**AIM**.
Return, word for word, the section of the ex command table below that opens with the words containing "Command Abbr. Description" and closes with "of current file/buffer.".

## start EXTRACTED TEXT

The following table lists all valid ex commands, their abbreviated form, and a brief description.


Command Abbr. Description

abbrev ab Used to define abbreviation strings.
append a Enter insert mode after current line.
args ar List args supplied on ex/vi command line.
change c Change the specified lines.
copy co Copy the specified lines.
delete d Delete the specified lines.
edit e Edit the specified file.
file f Display status of current file/buffer.
global g Address entire buffer.
insert i Enter insert mode.
join j Join the next line to the current line.
list l List all characters in raw format. Shows control characters.
map Map a character to perform ex/vi commands. If followed by a !
(map!) then use as create a substitute string used during insert mode.
mark ma Mark current line for later reference.
move m Move to specified line.
next n Edit the next file on the command line.
number nu Number each line when displayed.

## end EXTRACTED TEXT
## start ROWS

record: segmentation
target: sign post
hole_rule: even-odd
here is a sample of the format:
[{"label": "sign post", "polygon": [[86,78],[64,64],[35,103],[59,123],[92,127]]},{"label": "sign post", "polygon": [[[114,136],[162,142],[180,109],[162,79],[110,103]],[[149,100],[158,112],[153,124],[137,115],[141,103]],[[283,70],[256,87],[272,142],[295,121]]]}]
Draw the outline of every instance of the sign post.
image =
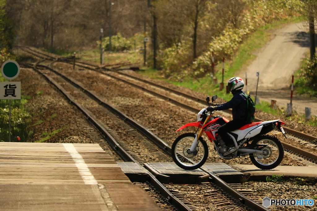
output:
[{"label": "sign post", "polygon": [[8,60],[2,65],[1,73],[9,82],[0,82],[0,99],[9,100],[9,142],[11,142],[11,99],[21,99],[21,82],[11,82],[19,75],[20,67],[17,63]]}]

## end ROWS
## start ROWS

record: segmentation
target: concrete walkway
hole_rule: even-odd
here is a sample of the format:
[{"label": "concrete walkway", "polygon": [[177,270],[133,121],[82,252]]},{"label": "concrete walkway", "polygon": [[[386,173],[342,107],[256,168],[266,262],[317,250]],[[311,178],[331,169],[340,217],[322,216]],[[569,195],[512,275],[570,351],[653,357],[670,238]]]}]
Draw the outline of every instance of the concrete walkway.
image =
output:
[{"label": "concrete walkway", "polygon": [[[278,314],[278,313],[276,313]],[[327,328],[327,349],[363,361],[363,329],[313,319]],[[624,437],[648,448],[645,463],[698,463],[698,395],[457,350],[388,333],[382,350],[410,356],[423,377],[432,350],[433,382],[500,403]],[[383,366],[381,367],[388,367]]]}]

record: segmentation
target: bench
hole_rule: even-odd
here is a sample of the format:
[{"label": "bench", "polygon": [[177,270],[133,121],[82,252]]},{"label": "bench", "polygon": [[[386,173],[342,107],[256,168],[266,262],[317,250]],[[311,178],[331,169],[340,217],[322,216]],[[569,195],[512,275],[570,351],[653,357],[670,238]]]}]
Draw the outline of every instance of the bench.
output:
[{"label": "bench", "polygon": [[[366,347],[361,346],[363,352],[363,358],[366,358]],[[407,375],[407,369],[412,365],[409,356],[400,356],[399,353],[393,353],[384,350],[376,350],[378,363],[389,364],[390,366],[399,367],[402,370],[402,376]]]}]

## end ROWS

**WRITTEN RESPONSE**.
Command Abbr. Description

abbrev ab Used to define abbreviation strings.
append a Enter insert mode after current line.
args ar List args supplied on ex/vi command line.
change c Change the specified lines.
copy co Copy the specified lines.
delete d Delete the specified lines.
edit e Edit the specified file.
file f Display status of current file/buffer.